Top of DOCUMENT SEGMENT

The traditional workhorse among policymakers attempting to estimate the tradeoff between employment and inflation has been the Phillips curve.
During the past few decades, as the economy has shifted from one based on manufacturing to one based on information and digital technologies, this traditionally inverse relationship as shown in the Phillips curve has flattened.
The traditionally inverse relationship between unemployment and inflation as shown in the Phillips curve has flattened.
This implies that policymakers have greater freedom in setting interest rates and implementing fiscal policies to address the needs of the economy.
As the economy has shifted, we think that policymakers have gained greater flexibility to let the economy run hot without inflation expectations becoming unanchored while letting the unemployment rate fall toward our estimate of full employment, which stands at or below 3.5%.

Bottom of DOCUMENT SEGMENT

== TO DO ==
A: According to the passage on the Phillips curve, why do policymakers now have greater freedom in setting interest rates and fiscal policies?
B: Answer these questions from the Phillips curve passage, one per line:
(i) What has been the traditional workhorse among policymakers estimating the tradeoff between employment and inflation?
(ii) From what kind of economy to what kind has the economy shifted over the past few decades?
(iii) Where does the estimate of full employment stand?
C: Reproduce the part of the Phillips curve passage between "During the past" and "of the economy.", inclusive.

Top of DATASET EXTRACT

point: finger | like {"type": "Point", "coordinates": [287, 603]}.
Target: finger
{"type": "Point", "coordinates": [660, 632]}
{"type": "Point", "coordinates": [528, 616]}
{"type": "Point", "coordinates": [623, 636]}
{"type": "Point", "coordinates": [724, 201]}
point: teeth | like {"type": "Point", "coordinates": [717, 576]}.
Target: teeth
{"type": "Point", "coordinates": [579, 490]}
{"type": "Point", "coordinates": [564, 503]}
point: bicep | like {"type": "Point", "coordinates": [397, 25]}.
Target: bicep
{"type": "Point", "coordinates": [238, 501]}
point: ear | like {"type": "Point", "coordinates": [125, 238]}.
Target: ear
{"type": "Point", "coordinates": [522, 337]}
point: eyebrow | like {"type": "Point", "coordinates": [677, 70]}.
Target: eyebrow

Bottom of DATASET EXTRACT

== ANSWERS FOR THIS EXERCISE ==
A: The passage says the traditionally inverse relationship between unemployment and inflation shown in the Phillips curve has flattened. It says this flattening implies that policymakers have greater freedom to set interest rates and carry out fiscal policies that address the needs of the economy.

B:
(i) The Phillips curve.
(ii) From one based on manufacturing to one based on information and digital technologies.
(iii) At or below 3.5%.

C:
During the past few decades, as the economy has shifted from one based on manufacturing to one based on information and digital technologies, this traditionally inverse relationship as shown in the Phillips curve has flattened.
The traditionally inverse relationship between unemployment and inflation as shown in the Phillips curve has flattened.
This implies that policymakers have greater freedom in setting interest rates and implementing fiscal policies to address the needs of the economy.